─── PASSAGE ───
General Health and Hair Loss

Your hair loss can be much more than an inconvenience or an aesthetic preference. Rather, it can offer you warning signs of other major health problems. Battling your hair loss may also give you the ability to improve your overall health.

We here at avoid-hair-loss.com are often updating the the information on our site, adding new product reviews and keeping abreast with the latest research. Check back often to ensure you have all the tools you need to battle hair loss and maintain your health!

Hair Loss (scientific name for the most common is Androgenetic Alopecia)

The medical name for the most common type of hair loss is Androgenetic Alopecia, the common name is pattern baldness. Pattern Baldness impacts both men and women although it is more common and devastating in terms of actual hair loss in men.

Male Pattern Baldness

Typically, male pattern baldness starts with a receding hairline and then advances to thinning at the top of the head before proceeding from there. Male pattern baldness may begin anytime after the onset of puberty, but typically starts in the late 20’s and early 30’s.

Pattern baldness patterns are commonly classified and recognized based on the degree of thinning, the affected areas, and the speed of hair loss. More than 36 million men in the United States experience male pattern baldness, including 50-80% of Caucasian men. As it happens, African Americans and other races tend to have slightly lower risk of male pattern baldness.
───
### CHECK YOUR UNDERSTANDING
A. List the bases the hair loss text gives for classifying pattern baldness patterns.
B. Answer each question from the hair loss text.
(i) What is the common name for Androgenetic Alopecia?
(ii) At what ages does male pattern baldness typically start?
(iii) How many men in the United States experience male pattern baldness?
C. Copy out the stretch of the hair loss text from "Typically, male pattern" through "and early 30’s.".
Rely only on the hair loss text.
─── PROVIDED RECORDS ───
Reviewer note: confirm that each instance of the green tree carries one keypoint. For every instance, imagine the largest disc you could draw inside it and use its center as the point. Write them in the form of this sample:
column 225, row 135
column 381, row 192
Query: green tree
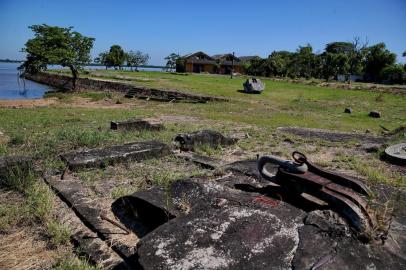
column 393, row 74
column 135, row 59
column 53, row 45
column 377, row 57
column 171, row 60
column 279, row 62
column 116, row 56
column 103, row 59
column 257, row 67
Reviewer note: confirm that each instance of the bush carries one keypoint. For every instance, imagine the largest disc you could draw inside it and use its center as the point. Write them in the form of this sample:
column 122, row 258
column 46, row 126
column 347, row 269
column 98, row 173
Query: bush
column 393, row 74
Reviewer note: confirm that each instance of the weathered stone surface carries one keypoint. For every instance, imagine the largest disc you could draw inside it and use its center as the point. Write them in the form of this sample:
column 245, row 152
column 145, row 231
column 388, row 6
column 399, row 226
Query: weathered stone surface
column 374, row 114
column 97, row 251
column 253, row 85
column 226, row 228
column 237, row 221
column 333, row 136
column 65, row 82
column 13, row 165
column 145, row 210
column 188, row 141
column 101, row 157
column 136, row 124
column 371, row 147
column 89, row 209
column 396, row 153
column 203, row 161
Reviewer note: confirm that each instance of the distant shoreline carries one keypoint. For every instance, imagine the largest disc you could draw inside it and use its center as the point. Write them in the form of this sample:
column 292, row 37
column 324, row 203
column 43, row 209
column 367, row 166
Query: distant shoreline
column 91, row 64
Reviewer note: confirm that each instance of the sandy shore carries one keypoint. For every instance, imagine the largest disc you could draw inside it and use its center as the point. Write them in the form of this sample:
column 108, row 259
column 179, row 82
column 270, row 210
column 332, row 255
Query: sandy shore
column 27, row 102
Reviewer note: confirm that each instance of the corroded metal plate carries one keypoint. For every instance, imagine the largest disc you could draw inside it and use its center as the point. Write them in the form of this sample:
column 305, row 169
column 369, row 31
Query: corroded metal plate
column 397, row 152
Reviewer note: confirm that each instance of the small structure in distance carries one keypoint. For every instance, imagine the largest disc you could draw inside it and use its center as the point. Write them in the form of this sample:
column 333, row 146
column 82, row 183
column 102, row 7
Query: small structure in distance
column 253, row 86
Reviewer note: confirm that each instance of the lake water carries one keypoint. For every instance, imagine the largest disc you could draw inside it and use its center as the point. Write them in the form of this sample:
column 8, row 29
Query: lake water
column 13, row 87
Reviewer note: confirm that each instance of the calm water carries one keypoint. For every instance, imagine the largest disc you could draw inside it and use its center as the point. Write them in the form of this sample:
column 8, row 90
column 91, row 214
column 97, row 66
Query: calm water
column 13, row 87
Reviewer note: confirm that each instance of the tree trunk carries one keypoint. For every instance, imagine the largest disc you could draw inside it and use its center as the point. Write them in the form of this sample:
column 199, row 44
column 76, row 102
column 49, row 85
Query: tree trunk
column 74, row 77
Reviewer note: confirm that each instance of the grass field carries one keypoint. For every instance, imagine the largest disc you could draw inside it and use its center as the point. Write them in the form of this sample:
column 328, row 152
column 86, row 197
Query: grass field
column 81, row 120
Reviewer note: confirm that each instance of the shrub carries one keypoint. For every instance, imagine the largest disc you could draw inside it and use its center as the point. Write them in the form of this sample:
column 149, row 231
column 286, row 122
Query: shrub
column 393, row 74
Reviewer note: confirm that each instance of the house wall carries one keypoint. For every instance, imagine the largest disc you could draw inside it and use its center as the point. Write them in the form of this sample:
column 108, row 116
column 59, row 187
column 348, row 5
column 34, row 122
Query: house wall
column 204, row 68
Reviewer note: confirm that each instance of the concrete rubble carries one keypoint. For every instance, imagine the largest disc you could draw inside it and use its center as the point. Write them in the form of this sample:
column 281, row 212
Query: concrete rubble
column 253, row 85
column 101, row 157
column 137, row 124
column 188, row 141
column 240, row 222
column 333, row 136
column 17, row 165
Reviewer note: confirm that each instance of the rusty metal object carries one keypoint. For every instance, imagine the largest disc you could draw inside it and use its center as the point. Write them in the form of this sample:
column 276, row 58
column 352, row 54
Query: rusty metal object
column 396, row 153
column 345, row 194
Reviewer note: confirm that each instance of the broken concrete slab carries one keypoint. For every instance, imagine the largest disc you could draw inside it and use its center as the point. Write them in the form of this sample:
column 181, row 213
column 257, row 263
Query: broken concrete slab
column 253, row 85
column 101, row 157
column 145, row 210
column 89, row 210
column 396, row 153
column 14, row 166
column 188, row 141
column 236, row 221
column 225, row 229
column 137, row 124
column 347, row 110
column 374, row 114
column 203, row 161
column 96, row 250
column 332, row 136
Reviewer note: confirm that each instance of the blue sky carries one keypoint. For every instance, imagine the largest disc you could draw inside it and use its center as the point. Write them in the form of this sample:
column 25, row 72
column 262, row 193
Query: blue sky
column 255, row 27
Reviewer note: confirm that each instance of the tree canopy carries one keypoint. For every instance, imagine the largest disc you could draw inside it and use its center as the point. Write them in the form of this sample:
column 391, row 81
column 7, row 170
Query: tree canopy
column 373, row 63
column 53, row 45
column 171, row 60
column 137, row 58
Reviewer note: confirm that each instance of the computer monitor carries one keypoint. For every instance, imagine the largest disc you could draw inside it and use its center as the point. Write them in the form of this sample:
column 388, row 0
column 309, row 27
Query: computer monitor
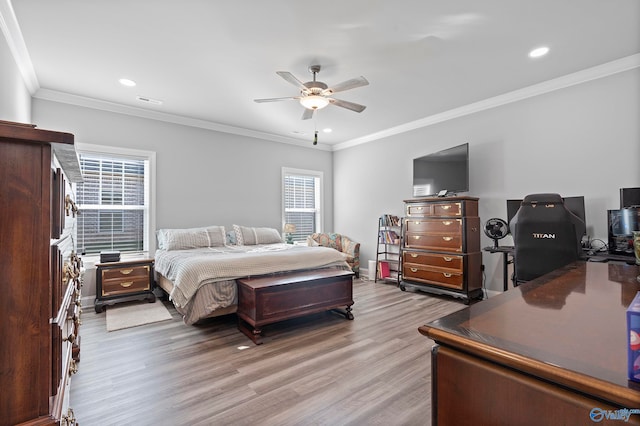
column 629, row 197
column 574, row 204
column 621, row 224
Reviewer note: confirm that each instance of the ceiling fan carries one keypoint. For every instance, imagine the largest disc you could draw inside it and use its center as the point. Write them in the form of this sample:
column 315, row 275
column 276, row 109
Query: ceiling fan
column 315, row 94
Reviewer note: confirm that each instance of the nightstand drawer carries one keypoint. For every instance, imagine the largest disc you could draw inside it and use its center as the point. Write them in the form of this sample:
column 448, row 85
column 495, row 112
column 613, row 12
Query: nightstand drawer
column 125, row 285
column 123, row 281
column 126, row 273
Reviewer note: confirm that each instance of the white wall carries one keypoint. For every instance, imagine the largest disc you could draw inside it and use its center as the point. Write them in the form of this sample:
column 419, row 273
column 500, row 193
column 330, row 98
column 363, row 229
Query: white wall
column 15, row 99
column 203, row 177
column 581, row 140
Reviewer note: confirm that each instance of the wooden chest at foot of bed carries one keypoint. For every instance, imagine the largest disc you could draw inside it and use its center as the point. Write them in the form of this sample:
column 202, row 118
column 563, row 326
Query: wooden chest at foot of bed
column 268, row 299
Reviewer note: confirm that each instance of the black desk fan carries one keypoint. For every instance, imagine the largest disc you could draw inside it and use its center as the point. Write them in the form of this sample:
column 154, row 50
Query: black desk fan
column 496, row 229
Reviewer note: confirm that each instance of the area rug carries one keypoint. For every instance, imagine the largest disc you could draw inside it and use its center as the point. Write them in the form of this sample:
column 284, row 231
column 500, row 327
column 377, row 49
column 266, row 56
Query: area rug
column 133, row 315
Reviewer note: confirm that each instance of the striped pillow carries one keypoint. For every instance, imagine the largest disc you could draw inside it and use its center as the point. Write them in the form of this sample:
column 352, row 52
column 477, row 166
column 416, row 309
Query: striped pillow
column 189, row 238
column 248, row 236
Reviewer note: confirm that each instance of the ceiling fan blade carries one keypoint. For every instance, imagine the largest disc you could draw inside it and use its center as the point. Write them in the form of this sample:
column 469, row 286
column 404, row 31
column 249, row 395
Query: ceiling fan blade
column 348, row 105
column 293, row 80
column 289, row 98
column 307, row 114
column 346, row 85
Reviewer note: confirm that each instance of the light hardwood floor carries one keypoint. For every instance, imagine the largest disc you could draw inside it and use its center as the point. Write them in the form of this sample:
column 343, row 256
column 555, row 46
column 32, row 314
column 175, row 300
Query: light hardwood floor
column 317, row 370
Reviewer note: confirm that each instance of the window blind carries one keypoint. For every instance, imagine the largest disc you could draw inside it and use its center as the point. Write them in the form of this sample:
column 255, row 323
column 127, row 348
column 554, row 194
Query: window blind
column 301, row 204
column 111, row 204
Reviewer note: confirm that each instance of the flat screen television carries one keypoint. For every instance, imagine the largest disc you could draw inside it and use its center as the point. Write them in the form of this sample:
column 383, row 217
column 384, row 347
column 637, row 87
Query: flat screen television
column 442, row 172
column 574, row 204
column 621, row 224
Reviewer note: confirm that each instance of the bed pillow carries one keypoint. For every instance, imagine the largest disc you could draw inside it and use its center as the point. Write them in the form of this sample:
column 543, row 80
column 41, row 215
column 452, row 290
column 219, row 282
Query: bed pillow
column 248, row 236
column 231, row 238
column 188, row 238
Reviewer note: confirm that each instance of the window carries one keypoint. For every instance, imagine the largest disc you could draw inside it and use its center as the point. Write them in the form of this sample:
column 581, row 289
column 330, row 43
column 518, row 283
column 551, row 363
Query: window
column 302, row 195
column 114, row 200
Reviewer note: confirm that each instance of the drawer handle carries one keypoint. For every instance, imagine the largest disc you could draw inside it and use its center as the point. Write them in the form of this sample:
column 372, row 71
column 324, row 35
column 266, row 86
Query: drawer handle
column 73, row 367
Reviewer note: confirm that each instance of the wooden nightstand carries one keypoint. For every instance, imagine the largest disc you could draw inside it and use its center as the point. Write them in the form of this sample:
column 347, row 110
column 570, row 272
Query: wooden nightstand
column 124, row 281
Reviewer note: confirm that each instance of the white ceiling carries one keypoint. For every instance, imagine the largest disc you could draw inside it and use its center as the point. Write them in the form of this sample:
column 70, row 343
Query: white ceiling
column 208, row 60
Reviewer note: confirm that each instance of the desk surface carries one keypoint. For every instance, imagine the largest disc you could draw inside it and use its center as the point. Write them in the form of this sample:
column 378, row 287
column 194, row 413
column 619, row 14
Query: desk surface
column 568, row 326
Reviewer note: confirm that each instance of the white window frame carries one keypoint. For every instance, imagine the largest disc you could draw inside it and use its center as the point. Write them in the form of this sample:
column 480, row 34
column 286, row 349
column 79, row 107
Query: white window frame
column 149, row 244
column 319, row 175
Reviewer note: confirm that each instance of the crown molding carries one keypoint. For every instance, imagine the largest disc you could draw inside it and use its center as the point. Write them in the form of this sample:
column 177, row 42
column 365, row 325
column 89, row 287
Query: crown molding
column 604, row 70
column 13, row 35
column 87, row 102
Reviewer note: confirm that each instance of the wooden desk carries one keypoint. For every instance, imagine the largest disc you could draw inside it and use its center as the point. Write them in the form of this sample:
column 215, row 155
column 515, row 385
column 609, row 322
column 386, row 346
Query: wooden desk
column 551, row 351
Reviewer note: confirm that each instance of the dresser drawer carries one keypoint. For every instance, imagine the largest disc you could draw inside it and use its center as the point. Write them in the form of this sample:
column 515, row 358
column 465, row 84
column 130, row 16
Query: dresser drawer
column 435, row 209
column 451, row 243
column 446, row 226
column 453, row 262
column 423, row 273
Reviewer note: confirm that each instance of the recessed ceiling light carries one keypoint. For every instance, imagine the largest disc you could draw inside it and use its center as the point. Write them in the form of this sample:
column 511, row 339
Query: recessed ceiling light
column 539, row 52
column 149, row 100
column 127, row 82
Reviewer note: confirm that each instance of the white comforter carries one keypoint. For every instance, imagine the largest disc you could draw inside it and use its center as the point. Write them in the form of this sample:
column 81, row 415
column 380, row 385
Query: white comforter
column 191, row 269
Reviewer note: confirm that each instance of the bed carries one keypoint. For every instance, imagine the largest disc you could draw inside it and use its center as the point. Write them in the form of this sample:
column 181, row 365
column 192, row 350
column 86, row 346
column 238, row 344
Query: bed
column 198, row 267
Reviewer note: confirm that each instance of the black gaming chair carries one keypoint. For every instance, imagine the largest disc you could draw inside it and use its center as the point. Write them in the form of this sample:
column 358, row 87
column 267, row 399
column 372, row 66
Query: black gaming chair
column 546, row 236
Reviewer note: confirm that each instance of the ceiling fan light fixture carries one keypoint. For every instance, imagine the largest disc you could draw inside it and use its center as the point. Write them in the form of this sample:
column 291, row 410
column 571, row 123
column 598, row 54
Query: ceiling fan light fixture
column 314, row 102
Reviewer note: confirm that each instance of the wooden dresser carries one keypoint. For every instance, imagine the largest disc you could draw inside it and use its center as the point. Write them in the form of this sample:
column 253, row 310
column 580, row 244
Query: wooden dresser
column 41, row 275
column 551, row 352
column 441, row 247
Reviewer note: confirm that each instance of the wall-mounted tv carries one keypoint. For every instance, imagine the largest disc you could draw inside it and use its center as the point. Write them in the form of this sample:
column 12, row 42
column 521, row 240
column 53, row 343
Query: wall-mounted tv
column 446, row 170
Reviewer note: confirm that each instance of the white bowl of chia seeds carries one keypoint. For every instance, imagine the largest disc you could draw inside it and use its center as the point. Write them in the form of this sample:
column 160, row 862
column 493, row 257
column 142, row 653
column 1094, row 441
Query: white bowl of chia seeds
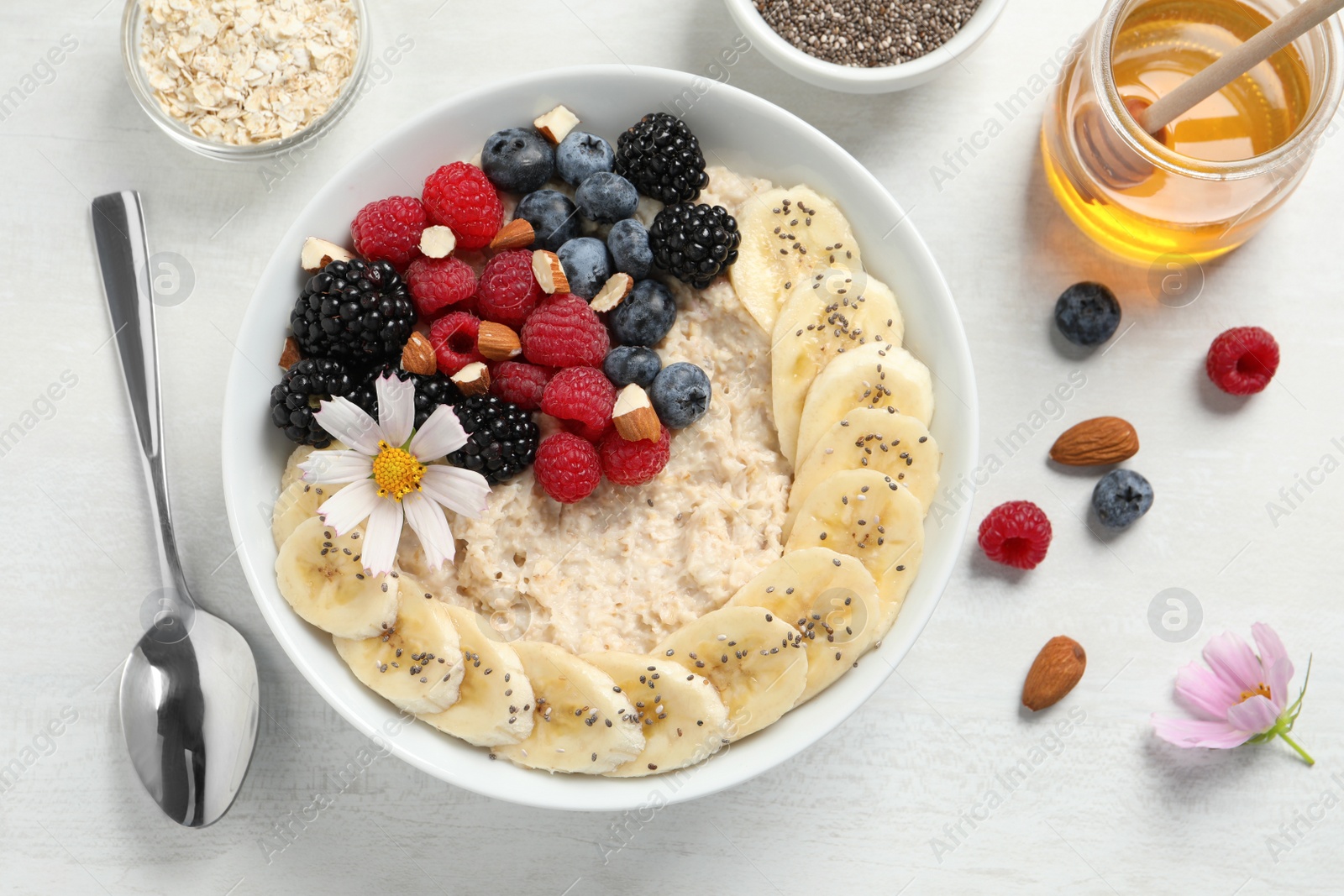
column 866, row 46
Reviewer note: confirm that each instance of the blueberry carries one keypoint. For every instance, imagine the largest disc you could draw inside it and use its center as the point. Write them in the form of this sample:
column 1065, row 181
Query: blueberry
───
### SET OF ANSWERS
A.
Degree of thinning
Affected areas
Speed of hair loss

B.
(i) Pattern baldness
(ii) The late 20's and early 30's
(iii) More than 36 million

C.
Typically, male pattern baldness starts with a receding hairline and then advances to thinning at the top of the head before proceeding from there. Male pattern baldness may begin anytime after the onset of puberty, but typically starts in the late 20’s and early 30’s.